Dataset entries
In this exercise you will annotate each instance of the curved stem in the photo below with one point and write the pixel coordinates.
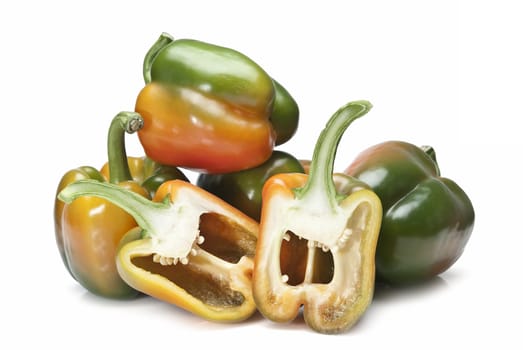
(320, 184)
(123, 122)
(164, 40)
(140, 208)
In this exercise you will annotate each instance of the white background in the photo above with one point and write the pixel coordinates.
(444, 73)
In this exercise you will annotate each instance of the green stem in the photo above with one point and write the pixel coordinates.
(320, 184)
(143, 210)
(123, 122)
(164, 40)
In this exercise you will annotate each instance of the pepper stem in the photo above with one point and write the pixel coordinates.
(123, 122)
(140, 208)
(164, 40)
(320, 186)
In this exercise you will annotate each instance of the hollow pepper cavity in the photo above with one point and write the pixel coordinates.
(317, 241)
(192, 249)
(427, 220)
(210, 108)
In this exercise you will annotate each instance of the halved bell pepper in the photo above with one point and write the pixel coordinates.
(427, 220)
(88, 230)
(210, 108)
(316, 245)
(192, 250)
(243, 189)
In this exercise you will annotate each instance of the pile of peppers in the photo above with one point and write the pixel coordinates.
(260, 230)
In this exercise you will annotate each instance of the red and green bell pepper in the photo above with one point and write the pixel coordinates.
(210, 108)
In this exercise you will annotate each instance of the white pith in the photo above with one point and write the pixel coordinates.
(175, 233)
(325, 229)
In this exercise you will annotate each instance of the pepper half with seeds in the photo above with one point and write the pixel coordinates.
(191, 248)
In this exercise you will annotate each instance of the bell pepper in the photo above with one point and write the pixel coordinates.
(148, 173)
(428, 219)
(192, 250)
(243, 189)
(331, 234)
(210, 108)
(88, 230)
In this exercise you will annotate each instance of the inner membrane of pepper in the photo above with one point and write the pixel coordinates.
(223, 238)
(296, 252)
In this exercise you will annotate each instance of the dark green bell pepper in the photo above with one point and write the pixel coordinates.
(427, 219)
(243, 189)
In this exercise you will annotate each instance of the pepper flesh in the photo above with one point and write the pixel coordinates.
(205, 107)
(428, 219)
(344, 225)
(193, 250)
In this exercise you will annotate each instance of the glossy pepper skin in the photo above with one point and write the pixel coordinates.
(148, 173)
(427, 220)
(243, 189)
(317, 240)
(210, 108)
(191, 249)
(89, 229)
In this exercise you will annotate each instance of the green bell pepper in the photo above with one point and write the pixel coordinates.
(243, 189)
(224, 73)
(427, 219)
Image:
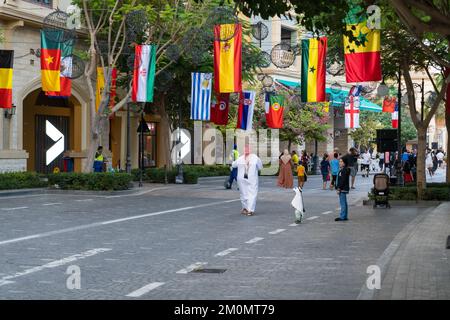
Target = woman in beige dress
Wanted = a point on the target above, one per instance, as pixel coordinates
(285, 177)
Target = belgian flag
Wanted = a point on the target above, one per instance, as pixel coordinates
(6, 71)
(50, 64)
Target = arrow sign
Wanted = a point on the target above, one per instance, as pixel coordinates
(56, 136)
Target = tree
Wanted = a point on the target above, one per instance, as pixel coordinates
(165, 22)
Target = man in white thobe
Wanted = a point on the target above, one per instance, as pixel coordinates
(248, 166)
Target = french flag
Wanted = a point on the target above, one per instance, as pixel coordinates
(245, 111)
(395, 117)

→ Your instructions
Can you recast the records above as a two-column CSV with the columns request and answer, one row per request? Put each request's text and its answer in a single quoted field, turn line breaks into spaces, and leave the pictures out.

→ Right answer
request,answer
"In this exercise you will annotate each instance of the curved stem in the photo below with one point and write the pixel coordinates.","(320, 184) (123, 122) (164, 40) (140, 208)"
"In this exercise you will annotate each instance of the white background in the photo above with one point and write the pixel coordinates.","(444, 73)"
"In this exercise you will annotate each instance of the green stem in the photo above with one point and write the pixel coordinates.","(320, 184) (143, 210) (123, 122) (164, 40)"
"In this exercise you will annotate each instance of the pepper stem in the photo above with one point and write the pixel coordinates.","(123, 122) (140, 208) (164, 40) (320, 186)"
"In this exercise you will annotate each instance of the hollow pepper cavity in the photo above with one point and write the pixel coordinates.","(317, 241) (192, 249) (427, 220) (210, 108)"
"In this exercise you will annotate each instance of the halved bell pepper in the photo above with one point and write the pixel coordinates.","(427, 220) (88, 230) (210, 108) (316, 245) (192, 250) (243, 189)"
"In this exercise you will annotate each instance of the pile of peppers in the photo above with one point and write the pixel coordinates.","(260, 230)"
"In this exercise you will annotate each instance of the red and green bell pepper in the photo above with one point and write the pixel coordinates.","(210, 108)"
"In this exercise you will annotate each instance of the white pith in the photo above with one point and write the pixel coordinates.","(175, 233) (325, 229)"
"In this exercise you will annotate each instance of the pepper half with seeds in the photo above with one point and write the pixel coordinates.","(191, 248)"
"In this exercise you will annotate each instance of the bell pepper in the photo above with one point and write the pixel coordinates.","(148, 173) (428, 219) (192, 250) (243, 189) (331, 234) (210, 108) (88, 230)"
"In this exercise you will annotate each instance of the inner membrane of pepper in the photo above with one point and write the pixel coordinates.","(223, 238) (296, 252)"
"In this exercise you will annotate each instance of the dark green bell pepper in the photo above with one point and write the pixel coordinates.","(427, 219) (243, 189)"
"In this exercise you will annotate each instance of the pepper flesh in the photo above with one point and write the pixel coordinates.","(205, 107) (428, 219) (344, 225) (193, 250)"
"In this exercise you will annotate each instance of the glossy pepper skin in the photo above with one point and write the pixel coordinates.","(148, 173) (427, 220) (243, 189) (317, 240) (210, 108) (191, 249) (89, 229)"
"In this exercise you will annotate each instance of the green bell pepper in the photo above with one point and write the pixel coordinates.","(243, 189) (224, 73) (427, 219)"
"Image: Target = woman in beige dress Wanted = a point on the target above, one per instance, as pixel coordinates","(285, 177)"
"Target = belgian flag Wanted = a point on the target above, one per instance, as pixel coordinates","(6, 71) (50, 64)"
"Target = arrow sign Wanted = a point on the target above, one per instance, as pixel coordinates","(56, 136)"
"Target = tree Wanted = a point on the target above, one per instance, as pixel coordinates","(165, 22)"
"Target = man in white thobe Wanted = a point on the target above, one per instance, as pixel coordinates","(248, 166)"
"Target = french flag Wanted = a point on the target above, one per instance, as pixel coordinates","(245, 111) (395, 117)"